## WORK REQUIRED
Each line that includes the word "Need" should be copied from the records.

## EXTRACTED RECORDS
━━━━━━━━━━━━━━━━━━━━━━━━━━━━━━
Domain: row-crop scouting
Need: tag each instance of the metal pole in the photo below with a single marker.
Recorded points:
━━━━━━━━━━━━━━━━━━━━━━━━━━━━━━
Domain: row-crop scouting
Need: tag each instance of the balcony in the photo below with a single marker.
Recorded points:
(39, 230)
━━━━━━━━━━━━━━━━━━━━━━━━━━━━━━
## WRITTEN RESPONSE
Need: tag each instance of the metal pole in the photo below with a single marker.
Need: tag each instance of the balcony in the photo below with a single marker.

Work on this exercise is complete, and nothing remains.